Excerpt to read
Christmas is not simply a day for exchanging presents and cards. It is not simply a holiday; it is a holy day. Each year, I use this column to remind us of the real meaning of Christmas.

Jesus was born under occupation to a couple ordered to go far from home to register with authorities. The innkeeper told Joseph that there was no room at the inn. Jesus was born in a stable, lying in a manger, an “at-risk baby.”

He came at a time of great expectation among the poor and the oppressed. Prophets had predicted that a mighty Messiah would be born — a king of kings — to defeat the occupiers and free the people. They expected a powerful warrior, one who would lead them against Rome’s legions. But Jesus rallied no army. Jesus was a liberator, but He was a Prince of Peace. He gathered disciples, not soldiers. He converted rather than conquered. He accumulated no worldly wealth. He threw the moneylenders from the temple.

We cannot speak of Jesus in the past tense. He is the Prince of Peace today. Peace, He showed us, is not the absence of noise; it is the presence of justice and righteousness.

Exercise set
1) Output the passage on the meaning of Christmas word for word, starting at "Jesus was born under" and ending at "from the temple.".
2) Carry the passage on the meaning of Christmas forward, picking up right after its final sentence.
These rows have no connection to the passage on the meaning of Christmas.

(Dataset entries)
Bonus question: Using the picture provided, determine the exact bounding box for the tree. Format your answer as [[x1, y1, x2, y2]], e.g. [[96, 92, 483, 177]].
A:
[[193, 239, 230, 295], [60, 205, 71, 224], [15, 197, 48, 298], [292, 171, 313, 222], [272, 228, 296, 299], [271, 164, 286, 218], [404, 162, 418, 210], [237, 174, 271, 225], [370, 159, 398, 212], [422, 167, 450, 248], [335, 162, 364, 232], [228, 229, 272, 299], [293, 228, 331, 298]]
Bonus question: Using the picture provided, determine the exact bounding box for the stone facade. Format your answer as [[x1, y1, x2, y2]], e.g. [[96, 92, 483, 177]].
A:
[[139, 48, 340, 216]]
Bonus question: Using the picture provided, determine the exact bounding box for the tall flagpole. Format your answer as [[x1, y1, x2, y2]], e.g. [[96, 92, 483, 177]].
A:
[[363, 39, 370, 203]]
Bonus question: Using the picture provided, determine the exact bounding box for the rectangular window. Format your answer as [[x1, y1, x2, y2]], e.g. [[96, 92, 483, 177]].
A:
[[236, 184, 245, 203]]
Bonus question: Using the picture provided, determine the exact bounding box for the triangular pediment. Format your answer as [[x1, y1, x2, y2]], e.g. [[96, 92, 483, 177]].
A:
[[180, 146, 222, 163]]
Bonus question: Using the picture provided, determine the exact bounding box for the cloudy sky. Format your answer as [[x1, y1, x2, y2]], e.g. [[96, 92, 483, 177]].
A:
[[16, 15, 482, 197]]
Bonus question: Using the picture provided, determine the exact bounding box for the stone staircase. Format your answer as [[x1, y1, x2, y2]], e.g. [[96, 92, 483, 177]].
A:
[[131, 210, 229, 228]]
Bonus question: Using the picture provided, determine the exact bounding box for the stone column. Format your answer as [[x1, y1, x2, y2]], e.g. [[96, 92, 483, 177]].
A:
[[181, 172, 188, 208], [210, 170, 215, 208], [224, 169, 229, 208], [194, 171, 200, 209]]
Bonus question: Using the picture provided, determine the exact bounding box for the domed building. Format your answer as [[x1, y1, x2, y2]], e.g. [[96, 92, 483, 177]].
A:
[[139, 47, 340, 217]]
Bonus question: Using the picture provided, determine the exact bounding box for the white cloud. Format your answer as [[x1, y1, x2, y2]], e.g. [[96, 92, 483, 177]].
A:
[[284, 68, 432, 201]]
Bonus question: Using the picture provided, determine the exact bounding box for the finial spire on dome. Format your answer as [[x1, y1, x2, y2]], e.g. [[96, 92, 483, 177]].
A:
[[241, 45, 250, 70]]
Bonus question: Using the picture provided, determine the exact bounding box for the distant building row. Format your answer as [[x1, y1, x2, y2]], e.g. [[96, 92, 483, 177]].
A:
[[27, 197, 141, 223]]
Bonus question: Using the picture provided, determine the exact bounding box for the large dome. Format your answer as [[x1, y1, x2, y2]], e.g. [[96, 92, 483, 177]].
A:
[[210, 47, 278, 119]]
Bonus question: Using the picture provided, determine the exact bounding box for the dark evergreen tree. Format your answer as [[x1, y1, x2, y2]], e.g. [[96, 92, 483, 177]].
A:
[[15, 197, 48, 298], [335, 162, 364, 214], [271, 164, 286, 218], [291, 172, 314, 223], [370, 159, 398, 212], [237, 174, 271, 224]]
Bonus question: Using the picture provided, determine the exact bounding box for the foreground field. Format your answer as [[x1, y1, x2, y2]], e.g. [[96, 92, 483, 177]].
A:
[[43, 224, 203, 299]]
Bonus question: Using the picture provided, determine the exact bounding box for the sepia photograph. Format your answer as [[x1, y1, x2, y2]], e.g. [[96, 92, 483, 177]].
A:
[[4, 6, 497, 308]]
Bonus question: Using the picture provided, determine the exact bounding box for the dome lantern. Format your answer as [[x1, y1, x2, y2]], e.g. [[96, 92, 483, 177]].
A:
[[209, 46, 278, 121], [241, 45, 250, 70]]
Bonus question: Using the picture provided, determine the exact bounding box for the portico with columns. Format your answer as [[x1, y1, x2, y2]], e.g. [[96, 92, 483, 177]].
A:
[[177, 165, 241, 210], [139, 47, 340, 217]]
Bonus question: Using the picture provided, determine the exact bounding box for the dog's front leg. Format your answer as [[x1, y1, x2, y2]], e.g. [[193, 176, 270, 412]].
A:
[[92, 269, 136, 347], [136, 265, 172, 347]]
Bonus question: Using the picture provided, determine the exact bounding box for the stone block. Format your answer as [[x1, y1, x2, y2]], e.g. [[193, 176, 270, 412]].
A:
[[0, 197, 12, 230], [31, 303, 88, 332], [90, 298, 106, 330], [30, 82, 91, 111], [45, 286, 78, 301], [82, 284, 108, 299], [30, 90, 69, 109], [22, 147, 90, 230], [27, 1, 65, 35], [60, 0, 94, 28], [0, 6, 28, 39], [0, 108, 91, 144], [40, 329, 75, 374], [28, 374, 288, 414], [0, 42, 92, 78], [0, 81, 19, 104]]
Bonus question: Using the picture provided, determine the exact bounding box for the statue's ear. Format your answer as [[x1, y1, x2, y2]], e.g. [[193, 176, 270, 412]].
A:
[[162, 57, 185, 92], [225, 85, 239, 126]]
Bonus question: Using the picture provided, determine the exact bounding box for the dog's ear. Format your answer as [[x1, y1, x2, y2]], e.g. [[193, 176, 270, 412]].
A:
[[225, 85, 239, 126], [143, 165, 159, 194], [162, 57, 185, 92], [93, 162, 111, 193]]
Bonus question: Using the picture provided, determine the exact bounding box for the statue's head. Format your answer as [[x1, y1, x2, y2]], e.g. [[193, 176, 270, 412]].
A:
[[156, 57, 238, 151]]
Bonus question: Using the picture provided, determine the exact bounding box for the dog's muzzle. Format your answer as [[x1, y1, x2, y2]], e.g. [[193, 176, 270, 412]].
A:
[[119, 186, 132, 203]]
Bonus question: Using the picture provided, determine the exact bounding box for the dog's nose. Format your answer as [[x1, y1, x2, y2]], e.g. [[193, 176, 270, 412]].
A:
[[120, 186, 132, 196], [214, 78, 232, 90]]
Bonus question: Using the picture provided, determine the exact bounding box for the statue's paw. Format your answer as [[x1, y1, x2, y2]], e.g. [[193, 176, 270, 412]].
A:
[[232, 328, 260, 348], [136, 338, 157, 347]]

Answers in order
1)
Jesus was born under occupation to a couple ordered to go far from home to register with authorities. The innkeeper told Joseph that there was no room at the inn. Jesus was born in a stable, lying in a manger, an “at-risk baby.”

He came at a time of great expectation among the poor and the oppressed. Prophets had predicted that a mighty Messiah would be born — a king of kings — to defeat the occupiers and free the people. They expected a powerful warrior, one who would lead them against Rome’s legions. But Jesus rallied no army. Jesus was a liberator, but He was a Prince of Peace. He gathered disciples, not soldiers. He converted rather than conquered. He accumulated no worldly wealth. He threw the moneylenders from the temple.

2)
We will be judged, He told us, by how we treat “the least of these,” by how we treat the stranger on the Jericho Road. He called on us to serve the poor, to care for the sick, to reach out to the refugee.

Now, of course, Christmas has become a holiday, more secular than sacred. Too many of us stretch our budgets not to lift those in need but to buy baubles for families and friends. Christmas often means more debt until Easter. It has become a marketing scheme, a time of malls and sales, of come-ons and discounts. But we should not allow Jesus the Christ, the redeemer, the emancipator to be displaced by Santa the Claus, and more debt and unaffordable things.

Let us use this holy day to reassess where we are. We are spending trillions in wars without end. Inequality has reached extremes not witnessed since the eve of the Great Depression. We continue to lock up more people than any nation in the world. On an average day, 27 people die from gun violence in the United States; in Canada and other western nations, the average is fewer than five per day.

The good news is that since last year, unemployment is down, poverty is down and incomes have begun to rise. But we’ve lost ground this century, with more people and more children in poverty than in 2000. There are 45 million Americans living in poverty, a number that would be far worse without Social Security (which lifts 26.5 million out of poverty), refundable income tax credits and SNAP, or food stamps. Last year, the life expectancy of Americans began to decline.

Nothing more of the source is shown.